⟨

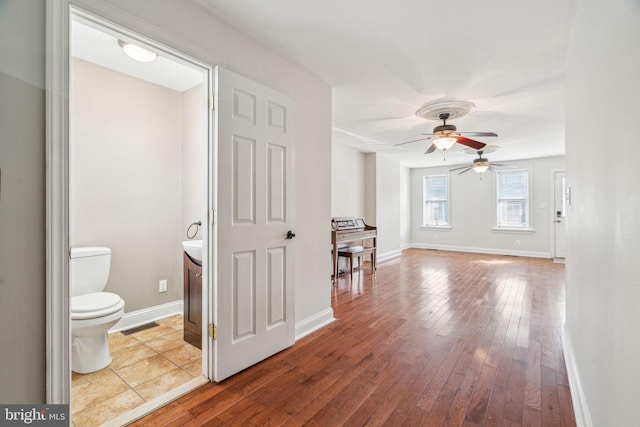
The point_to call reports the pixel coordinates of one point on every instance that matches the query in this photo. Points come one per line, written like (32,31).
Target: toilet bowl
(93,312)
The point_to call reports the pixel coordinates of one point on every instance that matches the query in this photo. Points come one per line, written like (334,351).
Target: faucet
(197,224)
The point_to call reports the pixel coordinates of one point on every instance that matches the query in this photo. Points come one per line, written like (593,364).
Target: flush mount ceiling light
(136,52)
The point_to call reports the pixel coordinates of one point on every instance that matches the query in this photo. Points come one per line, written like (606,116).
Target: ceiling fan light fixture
(444,142)
(480,168)
(136,52)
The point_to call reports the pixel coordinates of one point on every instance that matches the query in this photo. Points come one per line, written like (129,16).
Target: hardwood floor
(434,338)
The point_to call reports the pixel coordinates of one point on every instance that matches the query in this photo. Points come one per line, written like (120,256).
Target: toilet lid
(96,304)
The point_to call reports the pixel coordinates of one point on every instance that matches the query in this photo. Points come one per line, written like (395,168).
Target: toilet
(93,312)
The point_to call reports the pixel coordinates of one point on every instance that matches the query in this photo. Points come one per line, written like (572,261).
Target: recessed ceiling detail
(455,109)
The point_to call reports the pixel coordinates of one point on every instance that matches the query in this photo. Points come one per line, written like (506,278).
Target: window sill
(513,230)
(436,227)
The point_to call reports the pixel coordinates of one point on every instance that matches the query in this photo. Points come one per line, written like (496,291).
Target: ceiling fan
(481,165)
(444,136)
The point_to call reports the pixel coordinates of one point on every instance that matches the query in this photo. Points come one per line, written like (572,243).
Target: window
(435,210)
(512,199)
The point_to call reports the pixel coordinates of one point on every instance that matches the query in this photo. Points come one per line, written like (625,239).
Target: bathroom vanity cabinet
(192,301)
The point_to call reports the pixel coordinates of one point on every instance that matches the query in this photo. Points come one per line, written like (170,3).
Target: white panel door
(254,287)
(559,214)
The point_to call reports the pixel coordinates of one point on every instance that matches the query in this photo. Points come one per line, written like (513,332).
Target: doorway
(139,177)
(256,189)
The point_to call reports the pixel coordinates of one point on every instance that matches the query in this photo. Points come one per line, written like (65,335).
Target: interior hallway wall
(603,234)
(312,152)
(347,182)
(22,202)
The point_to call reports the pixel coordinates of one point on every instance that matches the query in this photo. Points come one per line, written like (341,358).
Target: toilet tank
(89,269)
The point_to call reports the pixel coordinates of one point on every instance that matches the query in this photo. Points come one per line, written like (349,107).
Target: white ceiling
(384,59)
(100,46)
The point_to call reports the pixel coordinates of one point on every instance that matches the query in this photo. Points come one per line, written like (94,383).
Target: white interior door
(559,214)
(254,287)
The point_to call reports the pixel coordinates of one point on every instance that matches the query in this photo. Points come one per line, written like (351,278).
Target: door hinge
(213,331)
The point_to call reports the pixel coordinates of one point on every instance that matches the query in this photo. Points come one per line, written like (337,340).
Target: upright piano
(346,230)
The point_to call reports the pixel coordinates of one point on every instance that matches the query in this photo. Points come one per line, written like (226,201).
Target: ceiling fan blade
(431,149)
(409,142)
(478,134)
(461,167)
(471,143)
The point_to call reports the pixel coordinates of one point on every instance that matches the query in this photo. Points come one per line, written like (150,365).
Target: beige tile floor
(145,365)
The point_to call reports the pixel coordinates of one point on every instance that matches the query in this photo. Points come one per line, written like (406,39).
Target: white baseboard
(313,323)
(580,408)
(147,315)
(492,251)
(388,255)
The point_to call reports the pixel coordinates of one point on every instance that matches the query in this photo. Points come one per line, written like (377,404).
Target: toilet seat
(94,305)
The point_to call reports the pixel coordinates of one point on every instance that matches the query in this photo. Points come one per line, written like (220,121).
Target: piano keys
(348,230)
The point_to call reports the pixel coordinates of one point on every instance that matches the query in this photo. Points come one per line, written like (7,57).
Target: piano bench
(358,252)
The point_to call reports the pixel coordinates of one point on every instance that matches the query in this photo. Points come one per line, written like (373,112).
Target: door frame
(58,21)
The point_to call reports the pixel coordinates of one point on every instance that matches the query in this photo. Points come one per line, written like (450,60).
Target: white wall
(405,207)
(194,161)
(472,212)
(312,96)
(347,182)
(603,233)
(388,208)
(125,176)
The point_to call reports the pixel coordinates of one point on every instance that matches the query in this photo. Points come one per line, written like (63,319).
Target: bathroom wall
(194,161)
(125,180)
(22,159)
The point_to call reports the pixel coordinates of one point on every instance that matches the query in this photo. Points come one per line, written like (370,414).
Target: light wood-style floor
(434,338)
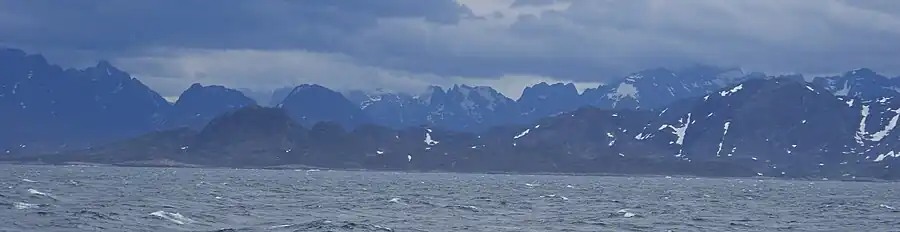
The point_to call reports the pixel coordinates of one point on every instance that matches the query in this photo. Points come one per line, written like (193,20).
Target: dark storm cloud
(590,40)
(239,24)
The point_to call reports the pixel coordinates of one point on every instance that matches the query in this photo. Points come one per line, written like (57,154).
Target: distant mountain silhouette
(775,127)
(698,121)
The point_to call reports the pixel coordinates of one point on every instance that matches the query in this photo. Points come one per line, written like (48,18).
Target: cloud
(404,44)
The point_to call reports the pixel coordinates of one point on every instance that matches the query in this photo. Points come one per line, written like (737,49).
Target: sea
(85,198)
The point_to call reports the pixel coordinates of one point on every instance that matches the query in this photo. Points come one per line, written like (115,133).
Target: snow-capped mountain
(862,83)
(462,107)
(542,100)
(775,127)
(199,104)
(476,108)
(46,107)
(653,88)
(309,104)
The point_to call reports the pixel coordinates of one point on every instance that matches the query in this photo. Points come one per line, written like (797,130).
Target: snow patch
(428,140)
(624,90)
(732,90)
(724,133)
(891,154)
(522,134)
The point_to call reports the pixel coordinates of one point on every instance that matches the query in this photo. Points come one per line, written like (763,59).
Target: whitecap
(625,213)
(173,217)
(23,205)
(280,226)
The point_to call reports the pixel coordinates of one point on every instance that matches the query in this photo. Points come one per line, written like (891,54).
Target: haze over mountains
(700,120)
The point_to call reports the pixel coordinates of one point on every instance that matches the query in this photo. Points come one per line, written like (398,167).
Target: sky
(406,45)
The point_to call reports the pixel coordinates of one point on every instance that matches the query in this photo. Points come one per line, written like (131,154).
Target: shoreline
(297,167)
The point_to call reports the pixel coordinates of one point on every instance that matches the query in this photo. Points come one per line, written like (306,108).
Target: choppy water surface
(48,198)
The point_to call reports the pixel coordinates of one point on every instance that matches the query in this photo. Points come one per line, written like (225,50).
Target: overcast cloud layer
(408,44)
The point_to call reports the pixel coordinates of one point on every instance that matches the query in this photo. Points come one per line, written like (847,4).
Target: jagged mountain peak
(199,104)
(861,83)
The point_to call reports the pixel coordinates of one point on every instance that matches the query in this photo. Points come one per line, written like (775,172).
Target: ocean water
(57,198)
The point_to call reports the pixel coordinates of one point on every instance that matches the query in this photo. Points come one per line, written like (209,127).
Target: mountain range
(699,121)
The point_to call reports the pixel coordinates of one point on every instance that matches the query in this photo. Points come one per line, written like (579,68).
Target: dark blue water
(55,198)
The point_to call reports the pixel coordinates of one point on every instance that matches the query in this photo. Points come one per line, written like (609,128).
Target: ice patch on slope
(522,134)
(732,90)
(727,125)
(428,140)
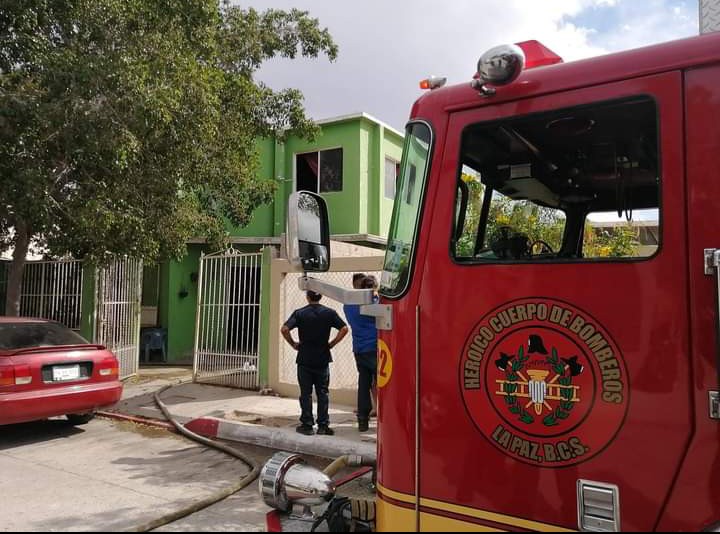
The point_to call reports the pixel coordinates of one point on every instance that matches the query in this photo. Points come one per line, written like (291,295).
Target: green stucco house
(353,164)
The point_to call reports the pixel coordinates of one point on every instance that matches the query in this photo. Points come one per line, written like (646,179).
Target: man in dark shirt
(314,323)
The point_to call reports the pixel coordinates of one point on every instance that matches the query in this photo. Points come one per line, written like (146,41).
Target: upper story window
(319,172)
(572,184)
(392,171)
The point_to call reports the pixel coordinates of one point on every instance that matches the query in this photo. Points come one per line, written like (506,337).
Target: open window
(572,184)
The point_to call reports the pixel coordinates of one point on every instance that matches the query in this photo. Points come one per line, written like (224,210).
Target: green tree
(128,126)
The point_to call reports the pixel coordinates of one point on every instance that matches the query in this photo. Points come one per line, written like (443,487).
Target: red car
(47,370)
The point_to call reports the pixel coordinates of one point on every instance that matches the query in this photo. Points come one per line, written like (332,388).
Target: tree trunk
(14,287)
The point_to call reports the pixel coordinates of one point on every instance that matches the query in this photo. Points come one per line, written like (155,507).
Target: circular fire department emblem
(544,382)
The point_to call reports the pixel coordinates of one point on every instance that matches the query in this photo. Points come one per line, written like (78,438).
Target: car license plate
(66,372)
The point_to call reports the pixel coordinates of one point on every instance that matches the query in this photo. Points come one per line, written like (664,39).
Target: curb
(280,439)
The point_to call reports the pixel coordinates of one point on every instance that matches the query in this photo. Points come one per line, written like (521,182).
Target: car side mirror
(308,233)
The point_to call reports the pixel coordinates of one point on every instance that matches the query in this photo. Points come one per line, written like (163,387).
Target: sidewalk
(243,416)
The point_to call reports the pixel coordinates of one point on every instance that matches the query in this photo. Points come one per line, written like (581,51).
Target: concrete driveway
(109,476)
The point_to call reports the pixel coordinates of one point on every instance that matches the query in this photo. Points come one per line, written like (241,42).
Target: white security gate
(227,330)
(53,290)
(119,291)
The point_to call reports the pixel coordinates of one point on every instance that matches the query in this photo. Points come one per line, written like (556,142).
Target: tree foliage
(129,126)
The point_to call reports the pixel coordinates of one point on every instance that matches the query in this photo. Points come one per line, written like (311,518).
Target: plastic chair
(153,339)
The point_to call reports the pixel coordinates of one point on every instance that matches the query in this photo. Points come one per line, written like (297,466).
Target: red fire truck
(549,357)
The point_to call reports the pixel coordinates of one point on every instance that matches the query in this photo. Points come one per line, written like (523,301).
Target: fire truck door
(562,308)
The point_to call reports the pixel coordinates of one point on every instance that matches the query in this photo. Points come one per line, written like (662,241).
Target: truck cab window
(573,184)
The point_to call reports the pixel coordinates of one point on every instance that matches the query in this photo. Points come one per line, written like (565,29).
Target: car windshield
(15,336)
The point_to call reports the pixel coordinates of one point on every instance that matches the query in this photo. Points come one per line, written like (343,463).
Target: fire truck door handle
(712,267)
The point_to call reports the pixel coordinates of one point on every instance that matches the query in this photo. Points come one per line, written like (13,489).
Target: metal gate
(119,291)
(53,290)
(227,329)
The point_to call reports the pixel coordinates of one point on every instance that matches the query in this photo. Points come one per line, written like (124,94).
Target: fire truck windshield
(407,209)
(573,184)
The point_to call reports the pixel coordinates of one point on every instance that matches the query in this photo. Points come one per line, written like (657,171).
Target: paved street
(116,476)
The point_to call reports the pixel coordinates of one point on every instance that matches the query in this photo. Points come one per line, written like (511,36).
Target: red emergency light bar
(538,55)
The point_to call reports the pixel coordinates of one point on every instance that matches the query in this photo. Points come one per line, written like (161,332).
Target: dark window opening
(320,172)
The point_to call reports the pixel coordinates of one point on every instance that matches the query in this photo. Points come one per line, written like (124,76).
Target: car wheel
(80,418)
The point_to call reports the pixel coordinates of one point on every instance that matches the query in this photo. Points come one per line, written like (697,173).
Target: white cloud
(387,47)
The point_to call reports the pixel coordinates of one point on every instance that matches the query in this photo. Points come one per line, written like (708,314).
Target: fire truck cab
(550,298)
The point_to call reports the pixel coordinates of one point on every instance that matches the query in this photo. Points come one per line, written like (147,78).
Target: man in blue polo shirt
(364,334)
(314,323)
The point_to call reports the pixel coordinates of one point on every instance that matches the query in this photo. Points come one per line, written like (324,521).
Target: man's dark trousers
(367,368)
(319,378)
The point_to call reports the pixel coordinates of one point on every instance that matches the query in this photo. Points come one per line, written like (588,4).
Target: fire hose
(214,498)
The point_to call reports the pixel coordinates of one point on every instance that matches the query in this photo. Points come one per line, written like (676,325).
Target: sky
(388,46)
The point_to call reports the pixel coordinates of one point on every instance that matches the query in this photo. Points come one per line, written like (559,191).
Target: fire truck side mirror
(308,233)
(501,65)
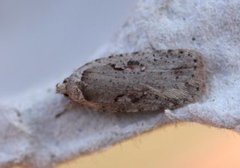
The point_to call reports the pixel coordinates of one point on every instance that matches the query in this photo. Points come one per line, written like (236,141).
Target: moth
(143,81)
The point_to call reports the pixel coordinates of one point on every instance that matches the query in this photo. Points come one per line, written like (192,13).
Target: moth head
(71,89)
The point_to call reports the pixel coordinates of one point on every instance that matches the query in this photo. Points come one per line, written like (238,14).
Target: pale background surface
(42,40)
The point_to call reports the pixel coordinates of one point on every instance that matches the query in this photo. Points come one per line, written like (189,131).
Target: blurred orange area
(185,145)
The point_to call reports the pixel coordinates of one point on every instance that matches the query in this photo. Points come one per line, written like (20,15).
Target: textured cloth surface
(33,133)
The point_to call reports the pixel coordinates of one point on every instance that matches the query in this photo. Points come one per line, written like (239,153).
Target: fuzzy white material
(32,133)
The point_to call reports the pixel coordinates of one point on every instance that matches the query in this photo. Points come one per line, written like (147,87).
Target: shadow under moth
(143,81)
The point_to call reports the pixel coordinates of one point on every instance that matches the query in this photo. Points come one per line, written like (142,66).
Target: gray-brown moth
(144,81)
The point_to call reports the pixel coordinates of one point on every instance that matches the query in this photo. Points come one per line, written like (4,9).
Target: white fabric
(31,134)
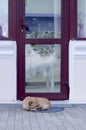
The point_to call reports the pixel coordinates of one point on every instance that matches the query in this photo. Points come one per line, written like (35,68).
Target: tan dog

⟩

> **Instructions to follow**
Everything from the line with "Target: white interior door" through the line with "written like (337,340)." should be written out exactly as it appears above, end lines included, and nothing outside that range.

> **Answer section**
Target: white interior door
(559,214)
(254,287)
The point_to call reports the pixel coordinates of one point on every instance that matches the query in this photo. Points come one per line, written like (351,278).
Target: door hinge
(213,331)
The point_to call reports the pixel coordinates of one point on every instance that matches the query in this photo. Points come one per line, written like (337,340).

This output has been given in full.